### What this task involves
Only the lines below between the ones containing "point(174, 118)" and "Would you kindly put a point on the bare tree", inclusive, are to be reproduced, each exactly as it stands.

### Data for this exercise
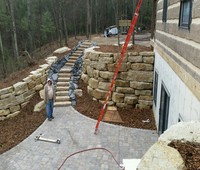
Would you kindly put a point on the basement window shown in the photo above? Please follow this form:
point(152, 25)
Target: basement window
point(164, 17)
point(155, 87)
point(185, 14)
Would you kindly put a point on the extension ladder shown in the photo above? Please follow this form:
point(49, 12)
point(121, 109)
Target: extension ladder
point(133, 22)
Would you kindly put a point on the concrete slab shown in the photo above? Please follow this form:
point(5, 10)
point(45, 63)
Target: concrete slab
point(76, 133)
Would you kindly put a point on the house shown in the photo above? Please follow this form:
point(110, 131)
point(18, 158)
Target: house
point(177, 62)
---
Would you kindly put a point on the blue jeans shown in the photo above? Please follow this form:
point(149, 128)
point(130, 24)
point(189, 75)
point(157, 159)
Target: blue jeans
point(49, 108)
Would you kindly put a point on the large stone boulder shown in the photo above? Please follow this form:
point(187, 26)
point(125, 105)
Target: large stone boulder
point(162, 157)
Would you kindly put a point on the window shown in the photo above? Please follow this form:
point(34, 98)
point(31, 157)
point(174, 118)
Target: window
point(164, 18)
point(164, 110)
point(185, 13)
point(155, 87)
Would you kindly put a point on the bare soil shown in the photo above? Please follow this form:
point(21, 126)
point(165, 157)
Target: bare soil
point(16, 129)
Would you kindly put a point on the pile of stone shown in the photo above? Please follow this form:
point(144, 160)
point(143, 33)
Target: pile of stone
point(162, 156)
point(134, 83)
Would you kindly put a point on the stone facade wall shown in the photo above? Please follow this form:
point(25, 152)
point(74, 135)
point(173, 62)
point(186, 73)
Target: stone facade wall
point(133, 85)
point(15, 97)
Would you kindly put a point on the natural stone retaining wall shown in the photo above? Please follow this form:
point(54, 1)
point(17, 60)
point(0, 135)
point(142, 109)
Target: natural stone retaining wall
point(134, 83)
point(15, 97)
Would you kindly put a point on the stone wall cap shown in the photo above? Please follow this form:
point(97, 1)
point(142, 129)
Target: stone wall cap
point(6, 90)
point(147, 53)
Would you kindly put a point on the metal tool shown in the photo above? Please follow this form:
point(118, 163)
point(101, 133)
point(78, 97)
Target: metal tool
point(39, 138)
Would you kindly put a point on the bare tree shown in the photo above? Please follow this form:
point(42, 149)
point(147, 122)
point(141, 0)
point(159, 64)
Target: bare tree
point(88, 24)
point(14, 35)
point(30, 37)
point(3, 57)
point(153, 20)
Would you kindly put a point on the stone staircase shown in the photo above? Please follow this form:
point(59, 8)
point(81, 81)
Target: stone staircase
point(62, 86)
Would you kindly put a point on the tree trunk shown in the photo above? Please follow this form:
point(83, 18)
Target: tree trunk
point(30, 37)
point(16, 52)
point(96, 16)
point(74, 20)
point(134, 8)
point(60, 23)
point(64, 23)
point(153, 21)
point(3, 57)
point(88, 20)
--
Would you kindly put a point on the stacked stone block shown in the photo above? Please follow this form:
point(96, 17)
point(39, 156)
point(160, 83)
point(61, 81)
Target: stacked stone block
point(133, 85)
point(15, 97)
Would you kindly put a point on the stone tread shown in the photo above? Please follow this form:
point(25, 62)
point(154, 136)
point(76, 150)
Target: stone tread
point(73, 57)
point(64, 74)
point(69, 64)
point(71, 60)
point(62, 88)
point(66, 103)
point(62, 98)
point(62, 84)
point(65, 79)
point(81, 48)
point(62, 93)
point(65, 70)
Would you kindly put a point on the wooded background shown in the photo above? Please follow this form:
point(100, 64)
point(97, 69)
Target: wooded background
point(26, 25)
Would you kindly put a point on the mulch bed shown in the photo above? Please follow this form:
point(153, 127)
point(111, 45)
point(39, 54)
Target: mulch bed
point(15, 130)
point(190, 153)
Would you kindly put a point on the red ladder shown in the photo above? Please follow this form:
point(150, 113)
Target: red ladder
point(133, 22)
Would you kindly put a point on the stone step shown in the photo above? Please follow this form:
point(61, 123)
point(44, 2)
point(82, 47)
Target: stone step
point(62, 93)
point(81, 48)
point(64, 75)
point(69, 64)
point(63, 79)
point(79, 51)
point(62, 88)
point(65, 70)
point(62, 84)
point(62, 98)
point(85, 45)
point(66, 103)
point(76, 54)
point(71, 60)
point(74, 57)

### Worked solution
point(174, 118)
Target: window
point(164, 18)
point(164, 110)
point(185, 13)
point(155, 87)
Would you kindly put a point on the bare soil shown in the photo above? Please follow this form:
point(21, 126)
point(165, 157)
Target: bare soil
point(16, 129)
Would you kindly put a point on the pile of stone shown in the photo above? Please follow this form:
point(144, 160)
point(143, 33)
Target: pile of stone
point(162, 156)
point(134, 83)
Would you kindly put a point on the stone facade wall shown in the photo above? Please follow this form:
point(25, 152)
point(74, 135)
point(173, 62)
point(186, 73)
Target: stone facade wall
point(133, 85)
point(15, 97)
Would you kindly put a point on the natural stone retaining wall shown in the photo above? Please follow this form:
point(54, 1)
point(17, 60)
point(0, 135)
point(142, 109)
Target: natural stone retaining wall
point(134, 83)
point(15, 97)
Would you kindly put a point on the stone wall cap shown in the photo above? Please follow this form:
point(97, 1)
point(142, 129)
Target: stone wall cap
point(6, 90)
point(147, 53)
Would you kindly put a point on the metal tool shown in the photo above? Please follow this form:
point(118, 163)
point(101, 133)
point(78, 97)
Target: metal tool
point(39, 138)
Would you kindly put a point on the bare tree shown in the photo above? Please follow this form:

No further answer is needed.